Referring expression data
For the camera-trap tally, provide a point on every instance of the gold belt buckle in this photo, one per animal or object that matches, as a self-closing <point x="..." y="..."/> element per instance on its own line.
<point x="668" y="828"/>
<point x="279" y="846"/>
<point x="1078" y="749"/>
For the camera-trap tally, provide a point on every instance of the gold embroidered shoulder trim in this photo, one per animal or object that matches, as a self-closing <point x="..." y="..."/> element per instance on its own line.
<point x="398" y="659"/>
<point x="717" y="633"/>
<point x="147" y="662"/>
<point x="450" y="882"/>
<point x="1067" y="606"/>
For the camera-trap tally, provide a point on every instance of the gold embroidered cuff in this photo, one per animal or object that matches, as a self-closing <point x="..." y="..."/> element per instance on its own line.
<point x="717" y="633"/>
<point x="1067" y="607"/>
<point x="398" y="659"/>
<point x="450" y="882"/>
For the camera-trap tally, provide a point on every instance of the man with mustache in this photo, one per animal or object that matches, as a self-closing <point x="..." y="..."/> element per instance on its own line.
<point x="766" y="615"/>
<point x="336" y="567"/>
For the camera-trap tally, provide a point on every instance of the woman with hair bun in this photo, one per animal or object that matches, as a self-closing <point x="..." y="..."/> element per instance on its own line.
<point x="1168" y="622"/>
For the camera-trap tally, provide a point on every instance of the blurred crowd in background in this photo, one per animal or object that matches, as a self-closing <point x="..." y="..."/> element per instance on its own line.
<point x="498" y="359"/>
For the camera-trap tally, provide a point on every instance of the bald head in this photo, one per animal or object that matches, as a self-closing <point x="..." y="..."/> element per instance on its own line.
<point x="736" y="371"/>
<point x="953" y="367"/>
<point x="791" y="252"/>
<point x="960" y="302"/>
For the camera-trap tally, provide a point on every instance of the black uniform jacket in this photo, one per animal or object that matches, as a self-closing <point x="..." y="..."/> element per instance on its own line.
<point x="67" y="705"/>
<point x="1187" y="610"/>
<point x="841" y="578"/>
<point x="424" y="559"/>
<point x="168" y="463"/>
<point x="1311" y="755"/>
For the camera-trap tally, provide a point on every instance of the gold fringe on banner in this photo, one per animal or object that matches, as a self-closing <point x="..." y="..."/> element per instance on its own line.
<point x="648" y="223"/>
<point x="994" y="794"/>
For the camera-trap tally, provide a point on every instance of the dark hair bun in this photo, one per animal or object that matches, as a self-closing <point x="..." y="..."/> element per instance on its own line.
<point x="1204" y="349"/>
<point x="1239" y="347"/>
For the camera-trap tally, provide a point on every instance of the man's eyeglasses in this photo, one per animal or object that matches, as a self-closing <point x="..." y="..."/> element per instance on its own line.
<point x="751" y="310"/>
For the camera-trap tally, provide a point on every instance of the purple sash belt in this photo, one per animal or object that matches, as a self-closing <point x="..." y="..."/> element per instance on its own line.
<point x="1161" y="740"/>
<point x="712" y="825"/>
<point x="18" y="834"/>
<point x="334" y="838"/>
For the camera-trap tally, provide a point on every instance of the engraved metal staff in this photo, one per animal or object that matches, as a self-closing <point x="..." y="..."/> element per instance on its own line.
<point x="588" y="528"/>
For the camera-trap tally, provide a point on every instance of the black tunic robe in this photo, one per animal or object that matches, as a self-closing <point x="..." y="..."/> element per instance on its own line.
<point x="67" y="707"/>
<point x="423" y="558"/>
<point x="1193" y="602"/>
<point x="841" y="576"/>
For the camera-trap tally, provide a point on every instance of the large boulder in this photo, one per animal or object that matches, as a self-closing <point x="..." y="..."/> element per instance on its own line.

Work to be completed: Copy out the records above exactly and completely.

Written response:
For the camera-trap tally, provide a point on every instance of the gold belt buckle in this photo, one per animal or object that matches, as a self-closing <point x="..." y="..."/> element per instance on its own line.
<point x="668" y="828"/>
<point x="279" y="846"/>
<point x="1078" y="749"/>
For the camera-trap tally, provide a point on every instance of the gold embroidered shoulder trim in this photo, one per animal or object that matches, as a self-closing <point x="..." y="..."/> element per instance on its own line.
<point x="398" y="659"/>
<point x="717" y="633"/>
<point x="147" y="662"/>
<point x="450" y="882"/>
<point x="1067" y="606"/>
For the camera-trap tally, provide a point on every instance of the gold embroidered cuff in this photo, one per animal or object that matches, as a self-closing <point x="..." y="..."/> element per instance on its own line.
<point x="717" y="633"/>
<point x="1067" y="607"/>
<point x="398" y="659"/>
<point x="450" y="882"/>
For the camera-trap tally, provide a point on every instance of the man with mustache in this photo, one per animal or object that matches, as a self-closing <point x="..." y="..."/> element per instance on its own line.
<point x="766" y="615"/>
<point x="336" y="567"/>
For the camera-trap tally, provide a point on every instance of the woman with hair bun in this photo, one per animal or object that matches, as a self-closing <point x="..." y="..."/> element per instance on its own line.
<point x="1168" y="622"/>
For the camera-trap tally, provide a point on every instance of the blurred crowd in background in this photo, one per animal or object that matches, as a self-closing <point x="..." y="..."/> element per instance on its own line.
<point x="498" y="359"/>
For the camera-trap tally, provide a point on every instance of the bald head in this photo, one per animal or object that matches, as a self-closing <point x="..." y="..."/> element per instance on its own line.
<point x="736" y="371"/>
<point x="953" y="367"/>
<point x="791" y="252"/>
<point x="960" y="302"/>
For the camera-trap tally, provide a point on every instance of the black uniform jacket in this photo, one per animal or object that matches, as a self-closing <point x="..." y="..."/> element per instance on its own line.
<point x="67" y="705"/>
<point x="1187" y="610"/>
<point x="841" y="578"/>
<point x="424" y="559"/>
<point x="168" y="463"/>
<point x="1311" y="755"/>
For the camera-trap tally, provide a point on every instance of the gold fringe on banner in this photo, one per animal or object that matches, as a self-closing <point x="..." y="..."/> element per instance on its own line.
<point x="648" y="223"/>
<point x="994" y="794"/>
For the camera-trap tally, provide a point on every instance of the dark hair bun in this photo, one per animal or object that matches, as a self-closing <point x="..." y="..."/> element per instance on its own line.
<point x="1204" y="349"/>
<point x="1239" y="347"/>
For the camera-trap tally, provide a point on every instance of the man's eyeglasses in this photo, one per animal or object that matches, as a self-closing <point x="..." y="..."/> element per instance on its own line.
<point x="751" y="310"/>
For the camera-trap tally, provide a point on every instance of the purple sash belt in this photo, one per animal or object that matches, as a self-closing <point x="..." y="..."/> element per instance on its own line.
<point x="1161" y="740"/>
<point x="712" y="825"/>
<point x="18" y="834"/>
<point x="334" y="838"/>
For the camera-trap tally, provide a point on every instance of the engraved metal staff in this photo, one per animal or object that matches, as a self-closing <point x="..." y="..."/> element per instance on its own line.
<point x="588" y="528"/>
For the camera-trap tally, provide a point on every instance of the black tunic robe in this photo, one per animal or object that matches, as a self-closing <point x="..." y="..."/> element per instance on its own line.
<point x="67" y="707"/>
<point x="423" y="558"/>
<point x="1193" y="602"/>
<point x="841" y="576"/>
For the camera-trap tally, provide a point on every instance of the large boulder in this photo, one per animal or object that matches, as a self-closing <point x="..." y="..."/> element per instance on its own line.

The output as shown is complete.